[Part of a data file]
--*--

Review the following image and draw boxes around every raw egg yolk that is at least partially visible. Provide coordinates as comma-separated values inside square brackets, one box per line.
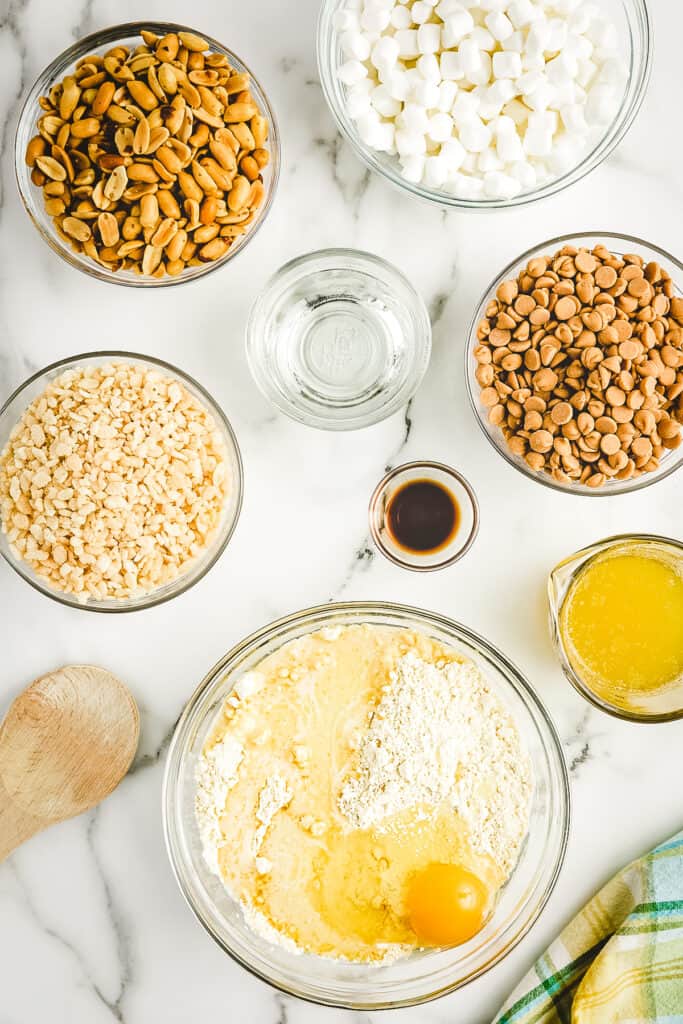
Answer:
[405, 864, 489, 946]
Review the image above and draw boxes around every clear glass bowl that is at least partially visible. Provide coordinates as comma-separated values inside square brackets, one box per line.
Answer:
[548, 534, 683, 723]
[14, 22, 280, 288]
[465, 231, 683, 498]
[0, 351, 244, 612]
[163, 602, 569, 1010]
[247, 249, 431, 430]
[317, 0, 652, 211]
[369, 462, 479, 572]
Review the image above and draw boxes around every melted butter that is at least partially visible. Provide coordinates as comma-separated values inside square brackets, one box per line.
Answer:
[560, 545, 683, 699]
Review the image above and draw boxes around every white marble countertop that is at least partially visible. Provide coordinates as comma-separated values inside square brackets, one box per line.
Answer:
[0, 0, 683, 1024]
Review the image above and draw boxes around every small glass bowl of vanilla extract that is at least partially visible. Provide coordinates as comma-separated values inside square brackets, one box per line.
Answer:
[370, 462, 479, 572]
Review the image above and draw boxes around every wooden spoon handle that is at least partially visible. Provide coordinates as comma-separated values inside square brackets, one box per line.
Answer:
[0, 779, 45, 863]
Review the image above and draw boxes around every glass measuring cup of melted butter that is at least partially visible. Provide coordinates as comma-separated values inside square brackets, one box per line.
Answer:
[548, 534, 683, 722]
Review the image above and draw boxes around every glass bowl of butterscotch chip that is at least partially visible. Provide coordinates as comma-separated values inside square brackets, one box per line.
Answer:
[466, 231, 683, 496]
[15, 22, 280, 288]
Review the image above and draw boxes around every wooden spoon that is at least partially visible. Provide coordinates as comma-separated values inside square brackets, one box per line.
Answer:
[0, 665, 139, 861]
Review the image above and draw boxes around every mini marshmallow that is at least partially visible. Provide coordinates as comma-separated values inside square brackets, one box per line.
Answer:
[399, 151, 425, 184]
[423, 155, 449, 188]
[337, 60, 368, 85]
[384, 70, 411, 103]
[577, 59, 598, 89]
[508, 0, 543, 29]
[467, 50, 493, 85]
[503, 99, 529, 128]
[503, 32, 524, 54]
[483, 171, 520, 199]
[496, 126, 524, 164]
[521, 50, 546, 73]
[477, 147, 505, 174]
[523, 114, 553, 157]
[470, 26, 496, 52]
[488, 78, 517, 106]
[389, 7, 413, 29]
[523, 80, 556, 111]
[370, 85, 401, 118]
[394, 128, 427, 158]
[437, 4, 474, 49]
[410, 79, 439, 111]
[484, 11, 515, 43]
[411, 0, 432, 25]
[440, 138, 467, 174]
[393, 29, 420, 60]
[398, 103, 429, 135]
[439, 50, 465, 82]
[413, 21, 441, 53]
[371, 36, 399, 71]
[509, 160, 538, 191]
[451, 92, 479, 124]
[355, 108, 381, 145]
[416, 53, 441, 85]
[546, 17, 568, 53]
[436, 82, 458, 114]
[546, 53, 579, 86]
[494, 50, 522, 78]
[427, 114, 454, 142]
[360, 7, 391, 32]
[526, 20, 550, 53]
[339, 30, 370, 60]
[459, 117, 492, 153]
[346, 87, 370, 121]
[436, 0, 466, 17]
[459, 39, 482, 78]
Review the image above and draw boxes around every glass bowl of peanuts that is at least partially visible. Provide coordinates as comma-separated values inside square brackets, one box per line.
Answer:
[465, 231, 683, 496]
[0, 351, 244, 612]
[15, 22, 280, 288]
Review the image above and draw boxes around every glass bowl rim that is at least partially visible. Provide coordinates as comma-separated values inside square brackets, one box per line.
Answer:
[547, 534, 683, 725]
[161, 600, 572, 1011]
[465, 231, 683, 498]
[245, 246, 432, 433]
[368, 459, 481, 572]
[0, 349, 245, 615]
[316, 0, 654, 213]
[14, 19, 282, 290]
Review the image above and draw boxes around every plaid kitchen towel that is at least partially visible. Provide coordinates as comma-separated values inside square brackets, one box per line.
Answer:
[496, 831, 683, 1024]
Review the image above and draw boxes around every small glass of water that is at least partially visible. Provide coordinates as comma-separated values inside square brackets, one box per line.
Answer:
[247, 249, 431, 430]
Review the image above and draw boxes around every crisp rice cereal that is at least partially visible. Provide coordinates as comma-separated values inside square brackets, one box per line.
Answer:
[0, 362, 229, 601]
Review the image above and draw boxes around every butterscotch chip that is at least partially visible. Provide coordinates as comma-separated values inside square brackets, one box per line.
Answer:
[574, 252, 598, 273]
[476, 246, 683, 487]
[600, 434, 622, 455]
[553, 295, 579, 321]
[618, 341, 643, 359]
[550, 401, 573, 427]
[595, 266, 617, 290]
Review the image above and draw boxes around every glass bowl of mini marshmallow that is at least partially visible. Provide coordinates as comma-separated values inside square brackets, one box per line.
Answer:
[317, 0, 652, 210]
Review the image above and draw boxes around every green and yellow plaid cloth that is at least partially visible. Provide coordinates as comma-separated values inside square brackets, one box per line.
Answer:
[496, 831, 683, 1024]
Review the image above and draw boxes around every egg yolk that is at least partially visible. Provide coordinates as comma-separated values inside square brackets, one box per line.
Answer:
[405, 864, 489, 946]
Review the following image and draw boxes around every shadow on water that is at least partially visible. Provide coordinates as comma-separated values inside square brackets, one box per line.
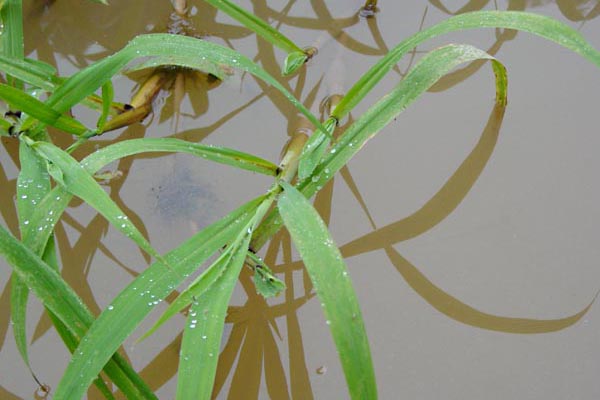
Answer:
[0, 0, 600, 399]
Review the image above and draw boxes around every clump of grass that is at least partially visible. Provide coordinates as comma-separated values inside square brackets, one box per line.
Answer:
[0, 0, 600, 399]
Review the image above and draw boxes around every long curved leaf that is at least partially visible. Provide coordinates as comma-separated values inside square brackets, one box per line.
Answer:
[54, 197, 263, 399]
[277, 182, 377, 399]
[332, 11, 600, 120]
[82, 138, 277, 176]
[0, 226, 156, 400]
[176, 231, 252, 400]
[30, 142, 163, 268]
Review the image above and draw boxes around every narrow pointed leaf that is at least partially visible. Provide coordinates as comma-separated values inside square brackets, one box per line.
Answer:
[31, 142, 163, 261]
[176, 231, 251, 400]
[29, 33, 323, 136]
[205, 0, 304, 54]
[0, 83, 88, 136]
[54, 197, 263, 399]
[277, 182, 377, 399]
[299, 45, 507, 197]
[332, 11, 600, 120]
[82, 138, 277, 176]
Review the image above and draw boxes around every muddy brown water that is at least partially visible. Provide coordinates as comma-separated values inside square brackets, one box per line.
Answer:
[0, 0, 600, 400]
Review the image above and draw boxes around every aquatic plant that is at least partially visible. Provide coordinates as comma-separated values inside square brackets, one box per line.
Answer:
[0, 0, 600, 399]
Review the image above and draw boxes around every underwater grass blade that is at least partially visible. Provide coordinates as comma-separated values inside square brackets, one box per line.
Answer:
[54, 197, 263, 399]
[277, 182, 377, 399]
[176, 229, 251, 400]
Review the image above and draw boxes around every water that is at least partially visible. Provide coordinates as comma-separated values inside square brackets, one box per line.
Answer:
[0, 0, 600, 399]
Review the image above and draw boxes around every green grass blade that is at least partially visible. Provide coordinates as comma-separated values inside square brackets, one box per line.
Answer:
[140, 247, 236, 340]
[10, 142, 50, 370]
[176, 229, 252, 400]
[277, 182, 377, 399]
[96, 81, 115, 132]
[0, 226, 156, 400]
[82, 138, 277, 176]
[0, 55, 56, 92]
[0, 83, 88, 136]
[299, 45, 507, 197]
[256, 45, 507, 253]
[332, 11, 600, 120]
[0, 0, 25, 87]
[54, 197, 263, 399]
[205, 0, 304, 54]
[24, 34, 323, 136]
[30, 138, 164, 262]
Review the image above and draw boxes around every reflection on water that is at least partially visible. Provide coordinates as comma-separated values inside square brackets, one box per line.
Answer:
[0, 0, 600, 399]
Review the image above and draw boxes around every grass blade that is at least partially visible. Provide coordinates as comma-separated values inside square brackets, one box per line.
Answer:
[277, 182, 377, 399]
[0, 0, 25, 87]
[0, 55, 56, 92]
[29, 142, 163, 262]
[332, 11, 600, 120]
[82, 138, 277, 176]
[10, 142, 50, 373]
[205, 0, 308, 75]
[0, 226, 156, 399]
[255, 45, 507, 250]
[0, 83, 88, 136]
[299, 45, 508, 197]
[300, 11, 600, 177]
[54, 197, 263, 399]
[176, 229, 252, 400]
[23, 34, 323, 138]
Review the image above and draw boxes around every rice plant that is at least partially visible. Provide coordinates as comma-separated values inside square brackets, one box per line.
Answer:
[0, 0, 600, 399]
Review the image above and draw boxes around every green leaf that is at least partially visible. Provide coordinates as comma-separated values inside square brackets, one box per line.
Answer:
[10, 142, 50, 373]
[0, 55, 56, 92]
[0, 226, 156, 399]
[298, 118, 337, 180]
[205, 0, 304, 54]
[29, 34, 323, 136]
[332, 11, 600, 120]
[176, 230, 252, 400]
[0, 83, 88, 136]
[299, 45, 507, 197]
[82, 138, 277, 176]
[54, 197, 263, 399]
[283, 51, 308, 76]
[277, 182, 377, 399]
[96, 81, 114, 132]
[0, 0, 25, 88]
[252, 263, 285, 299]
[30, 142, 164, 261]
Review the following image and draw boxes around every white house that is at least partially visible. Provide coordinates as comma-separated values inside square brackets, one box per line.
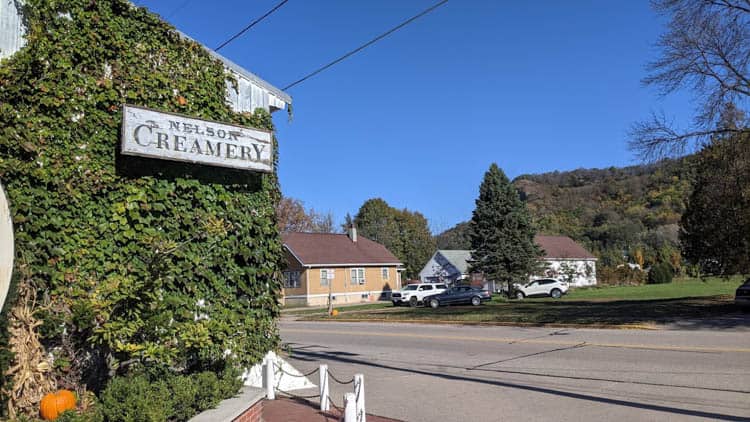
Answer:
[0, 0, 292, 113]
[419, 235, 596, 290]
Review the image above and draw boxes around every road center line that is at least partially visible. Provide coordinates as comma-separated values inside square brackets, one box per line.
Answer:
[282, 328, 750, 353]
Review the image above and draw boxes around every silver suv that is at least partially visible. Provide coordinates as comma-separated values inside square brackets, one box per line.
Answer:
[391, 283, 448, 306]
[514, 278, 568, 299]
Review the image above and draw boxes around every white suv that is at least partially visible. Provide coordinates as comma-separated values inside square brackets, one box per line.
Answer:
[391, 283, 448, 306]
[513, 278, 568, 299]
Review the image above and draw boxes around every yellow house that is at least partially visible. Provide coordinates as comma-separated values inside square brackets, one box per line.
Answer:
[283, 228, 402, 306]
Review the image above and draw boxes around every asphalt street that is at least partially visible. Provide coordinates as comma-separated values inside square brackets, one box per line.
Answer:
[280, 318, 750, 422]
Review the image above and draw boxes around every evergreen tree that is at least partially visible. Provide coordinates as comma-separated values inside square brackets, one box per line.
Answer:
[680, 131, 750, 275]
[469, 163, 542, 294]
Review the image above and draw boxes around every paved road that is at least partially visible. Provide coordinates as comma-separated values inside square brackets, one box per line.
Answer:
[280, 319, 750, 422]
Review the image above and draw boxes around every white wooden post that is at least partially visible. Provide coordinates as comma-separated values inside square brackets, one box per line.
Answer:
[354, 374, 367, 422]
[318, 363, 331, 412]
[344, 393, 357, 422]
[263, 357, 276, 400]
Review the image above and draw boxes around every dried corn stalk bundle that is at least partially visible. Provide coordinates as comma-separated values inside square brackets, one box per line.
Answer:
[5, 283, 56, 419]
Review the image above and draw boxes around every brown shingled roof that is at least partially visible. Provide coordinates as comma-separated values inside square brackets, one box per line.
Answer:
[534, 235, 595, 259]
[282, 233, 401, 265]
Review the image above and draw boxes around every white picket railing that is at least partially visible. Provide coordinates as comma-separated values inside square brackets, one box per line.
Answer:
[263, 358, 367, 422]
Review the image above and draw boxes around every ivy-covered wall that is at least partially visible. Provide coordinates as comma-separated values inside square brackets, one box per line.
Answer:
[0, 0, 282, 412]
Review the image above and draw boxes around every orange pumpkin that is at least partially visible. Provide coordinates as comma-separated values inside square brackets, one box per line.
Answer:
[39, 390, 76, 421]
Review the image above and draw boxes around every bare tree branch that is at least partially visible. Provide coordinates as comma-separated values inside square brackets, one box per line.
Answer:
[629, 0, 750, 161]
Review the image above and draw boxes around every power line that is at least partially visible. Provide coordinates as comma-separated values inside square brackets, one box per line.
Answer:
[214, 0, 289, 51]
[282, 0, 448, 91]
[167, 0, 192, 19]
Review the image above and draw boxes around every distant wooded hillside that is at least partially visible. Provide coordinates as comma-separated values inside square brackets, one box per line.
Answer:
[436, 157, 694, 271]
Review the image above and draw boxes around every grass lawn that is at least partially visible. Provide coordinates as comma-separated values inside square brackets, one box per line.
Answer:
[300, 277, 742, 326]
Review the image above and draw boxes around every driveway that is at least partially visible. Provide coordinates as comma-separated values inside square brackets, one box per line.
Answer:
[280, 321, 750, 421]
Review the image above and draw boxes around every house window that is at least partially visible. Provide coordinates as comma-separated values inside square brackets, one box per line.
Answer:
[352, 268, 365, 284]
[284, 271, 300, 289]
[320, 269, 333, 286]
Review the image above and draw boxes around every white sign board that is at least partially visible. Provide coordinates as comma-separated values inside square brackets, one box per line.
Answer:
[121, 105, 273, 173]
[0, 184, 14, 311]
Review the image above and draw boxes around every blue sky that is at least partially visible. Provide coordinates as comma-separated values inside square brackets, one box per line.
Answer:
[136, 0, 693, 232]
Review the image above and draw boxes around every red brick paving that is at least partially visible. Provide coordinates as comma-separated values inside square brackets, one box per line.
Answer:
[263, 398, 401, 422]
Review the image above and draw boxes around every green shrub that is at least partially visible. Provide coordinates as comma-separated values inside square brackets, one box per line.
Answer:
[101, 370, 242, 422]
[55, 406, 104, 422]
[0, 0, 283, 408]
[596, 265, 647, 286]
[101, 375, 174, 422]
[648, 262, 674, 284]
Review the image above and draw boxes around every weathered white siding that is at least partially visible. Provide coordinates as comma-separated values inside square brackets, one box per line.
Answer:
[530, 259, 596, 287]
[0, 0, 292, 113]
[0, 0, 26, 59]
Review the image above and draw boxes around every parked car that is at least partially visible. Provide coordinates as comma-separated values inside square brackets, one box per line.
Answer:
[513, 278, 568, 299]
[391, 283, 448, 306]
[424, 286, 492, 308]
[734, 278, 750, 307]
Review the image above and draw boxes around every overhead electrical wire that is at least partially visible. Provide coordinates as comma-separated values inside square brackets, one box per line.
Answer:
[282, 0, 448, 91]
[214, 0, 289, 51]
[167, 0, 192, 19]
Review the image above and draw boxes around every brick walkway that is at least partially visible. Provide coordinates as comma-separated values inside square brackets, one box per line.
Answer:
[263, 398, 401, 422]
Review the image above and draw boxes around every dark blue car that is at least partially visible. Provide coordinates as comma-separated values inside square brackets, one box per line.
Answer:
[423, 286, 492, 308]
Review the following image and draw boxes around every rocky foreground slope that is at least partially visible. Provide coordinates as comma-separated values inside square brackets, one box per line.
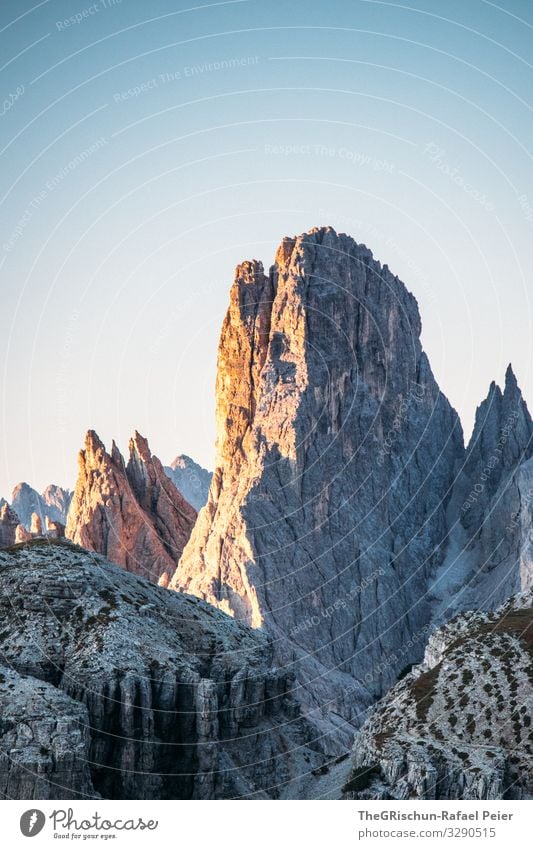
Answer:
[344, 593, 533, 799]
[0, 540, 320, 799]
[66, 431, 196, 586]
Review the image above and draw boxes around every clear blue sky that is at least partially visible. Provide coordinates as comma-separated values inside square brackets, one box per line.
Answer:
[0, 0, 533, 495]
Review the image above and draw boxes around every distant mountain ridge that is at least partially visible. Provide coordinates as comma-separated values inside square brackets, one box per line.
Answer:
[66, 430, 196, 586]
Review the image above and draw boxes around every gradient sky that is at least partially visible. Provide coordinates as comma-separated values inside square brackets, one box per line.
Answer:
[0, 0, 533, 496]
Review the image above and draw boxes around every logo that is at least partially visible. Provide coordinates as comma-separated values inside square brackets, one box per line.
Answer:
[20, 808, 46, 837]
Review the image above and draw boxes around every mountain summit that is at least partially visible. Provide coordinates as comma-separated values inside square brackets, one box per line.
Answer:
[172, 227, 464, 744]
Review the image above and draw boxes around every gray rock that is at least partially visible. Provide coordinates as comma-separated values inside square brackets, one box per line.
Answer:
[172, 228, 464, 750]
[11, 483, 72, 531]
[0, 666, 94, 799]
[344, 592, 533, 799]
[0, 540, 322, 799]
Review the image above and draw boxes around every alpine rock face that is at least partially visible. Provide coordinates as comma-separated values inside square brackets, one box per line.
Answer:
[165, 454, 212, 510]
[344, 591, 533, 799]
[11, 483, 72, 531]
[66, 431, 196, 585]
[0, 539, 323, 799]
[175, 227, 464, 737]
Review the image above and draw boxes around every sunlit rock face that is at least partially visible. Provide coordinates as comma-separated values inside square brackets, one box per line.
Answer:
[66, 431, 196, 585]
[0, 501, 19, 548]
[171, 228, 464, 737]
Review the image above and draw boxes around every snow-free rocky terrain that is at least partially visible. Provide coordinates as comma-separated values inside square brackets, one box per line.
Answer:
[344, 592, 533, 799]
[175, 227, 533, 752]
[0, 227, 533, 798]
[0, 540, 321, 799]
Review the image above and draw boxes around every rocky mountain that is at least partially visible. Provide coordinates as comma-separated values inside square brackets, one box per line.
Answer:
[11, 483, 72, 531]
[165, 454, 213, 511]
[344, 591, 533, 799]
[172, 227, 464, 743]
[66, 431, 196, 585]
[0, 665, 93, 799]
[432, 366, 533, 621]
[0, 540, 321, 799]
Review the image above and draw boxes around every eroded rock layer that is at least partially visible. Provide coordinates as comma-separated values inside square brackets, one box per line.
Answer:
[66, 431, 196, 585]
[0, 540, 321, 799]
[344, 593, 533, 799]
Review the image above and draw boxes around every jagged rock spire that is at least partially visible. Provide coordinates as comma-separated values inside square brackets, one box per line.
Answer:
[172, 227, 463, 744]
[66, 430, 196, 584]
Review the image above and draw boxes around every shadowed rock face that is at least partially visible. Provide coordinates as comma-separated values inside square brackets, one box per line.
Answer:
[172, 228, 464, 736]
[66, 431, 196, 585]
[11, 483, 72, 531]
[0, 502, 20, 548]
[453, 366, 533, 608]
[0, 540, 321, 799]
[345, 592, 533, 799]
[0, 666, 94, 799]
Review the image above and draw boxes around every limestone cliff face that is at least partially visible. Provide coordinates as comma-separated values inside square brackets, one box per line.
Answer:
[66, 431, 196, 585]
[0, 540, 321, 799]
[344, 592, 533, 799]
[0, 501, 20, 548]
[172, 228, 464, 740]
[437, 366, 533, 618]
[165, 454, 212, 510]
[11, 482, 72, 531]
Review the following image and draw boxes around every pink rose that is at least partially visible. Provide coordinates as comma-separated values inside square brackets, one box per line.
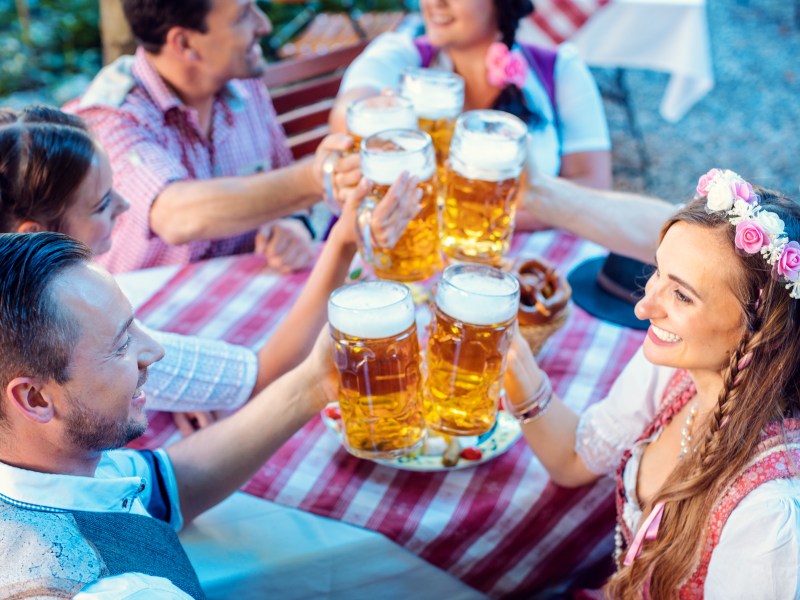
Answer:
[486, 42, 509, 87]
[506, 50, 525, 88]
[773, 241, 800, 281]
[734, 221, 769, 254]
[697, 169, 722, 196]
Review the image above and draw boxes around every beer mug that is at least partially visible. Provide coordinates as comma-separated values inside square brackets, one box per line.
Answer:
[347, 96, 417, 152]
[425, 263, 519, 435]
[328, 281, 425, 458]
[400, 68, 464, 173]
[358, 129, 442, 281]
[441, 110, 528, 264]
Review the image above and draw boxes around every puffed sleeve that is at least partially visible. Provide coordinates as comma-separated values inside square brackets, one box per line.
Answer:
[704, 479, 800, 600]
[555, 44, 611, 154]
[339, 31, 422, 94]
[575, 348, 675, 475]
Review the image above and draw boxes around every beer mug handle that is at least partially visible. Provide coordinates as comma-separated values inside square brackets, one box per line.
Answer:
[322, 152, 342, 217]
[356, 196, 375, 265]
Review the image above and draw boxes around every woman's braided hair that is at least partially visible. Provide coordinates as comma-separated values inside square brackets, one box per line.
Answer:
[492, 0, 545, 127]
[606, 189, 800, 598]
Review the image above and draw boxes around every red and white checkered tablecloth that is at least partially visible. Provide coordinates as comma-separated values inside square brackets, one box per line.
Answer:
[530, 0, 610, 44]
[130, 232, 643, 597]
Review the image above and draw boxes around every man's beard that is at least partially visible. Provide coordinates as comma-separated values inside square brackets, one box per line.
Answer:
[65, 398, 147, 452]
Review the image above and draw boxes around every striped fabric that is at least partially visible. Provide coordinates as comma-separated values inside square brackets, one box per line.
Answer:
[531, 0, 610, 44]
[130, 232, 643, 597]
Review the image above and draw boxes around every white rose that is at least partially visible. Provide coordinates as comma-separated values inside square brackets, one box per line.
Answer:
[756, 210, 784, 235]
[706, 180, 733, 210]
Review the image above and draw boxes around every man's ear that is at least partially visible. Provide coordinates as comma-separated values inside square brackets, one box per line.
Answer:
[17, 221, 47, 233]
[6, 377, 54, 423]
[161, 27, 200, 62]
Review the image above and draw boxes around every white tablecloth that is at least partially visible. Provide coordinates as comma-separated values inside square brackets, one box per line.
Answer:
[115, 267, 484, 600]
[518, 0, 714, 123]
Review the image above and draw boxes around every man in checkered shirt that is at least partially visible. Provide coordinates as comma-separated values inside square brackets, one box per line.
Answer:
[65, 0, 360, 273]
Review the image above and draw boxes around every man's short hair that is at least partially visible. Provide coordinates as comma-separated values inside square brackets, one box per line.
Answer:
[122, 0, 211, 54]
[0, 232, 91, 418]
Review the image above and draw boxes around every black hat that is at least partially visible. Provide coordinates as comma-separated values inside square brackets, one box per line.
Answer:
[567, 253, 655, 329]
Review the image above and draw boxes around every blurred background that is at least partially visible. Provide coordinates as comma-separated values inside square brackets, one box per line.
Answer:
[0, 0, 800, 202]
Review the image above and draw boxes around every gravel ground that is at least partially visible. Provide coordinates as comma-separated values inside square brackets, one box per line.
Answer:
[594, 0, 800, 202]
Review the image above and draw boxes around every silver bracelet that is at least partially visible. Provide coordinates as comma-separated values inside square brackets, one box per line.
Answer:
[505, 372, 553, 425]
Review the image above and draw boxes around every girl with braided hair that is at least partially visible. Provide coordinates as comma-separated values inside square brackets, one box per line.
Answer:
[331, 0, 611, 229]
[506, 169, 800, 599]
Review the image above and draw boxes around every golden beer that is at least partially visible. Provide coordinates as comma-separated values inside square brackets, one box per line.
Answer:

--*--

» WRITTEN TASK
From the start of the data up to and including the line with "[548, 534, 683, 722]", switch "draw boxes around" to "outline" and leave everything else unchanged. Leave the pictures out of your answer.

» EXPECTED ANSWER
Review the following image and outline every raw egg yolk that is at least partially visible. Provide coordinates as comma-separated values inside square brackets, one box per line.
Answer:
[405, 864, 489, 946]
Review the image above and outline every clear glass bowl that is at least partially visible. Provide coordinates as comma-separated values inside square brackets, one box per line.
Answer:
[548, 534, 683, 723]
[14, 22, 280, 288]
[465, 231, 683, 498]
[0, 351, 244, 612]
[163, 602, 569, 1010]
[247, 249, 431, 430]
[317, 0, 652, 211]
[369, 462, 479, 572]
Review the image above and outline every melted butter that is at least partially visible. Provide coordinates as comma-separated values inside square brackets, one box per line.
Answer:
[560, 545, 683, 699]
Review the image above and outline every white marble countertop that is at least partially visible. Provide coordinates as comma-separated values inside square brackets, one box per line.
Answer:
[0, 0, 683, 1024]
Review the image above and outline every small glass bowl of vanilla extract that is at least partially visible. Provide coordinates as comma-separated values inside square brackets, one box per line.
Answer:
[370, 462, 479, 572]
Review the image above and outline every wooden spoon handle that is at least partially visible. Provide coordinates as comma-separated values inside square brackets, one box per line.
Answer:
[0, 779, 45, 863]
Review the image above and outline every glass measuring cup of melted butter that is at least partially visible. Provide coordinates as comma-separated values inside square brackets, one box per line.
Answer:
[548, 534, 683, 722]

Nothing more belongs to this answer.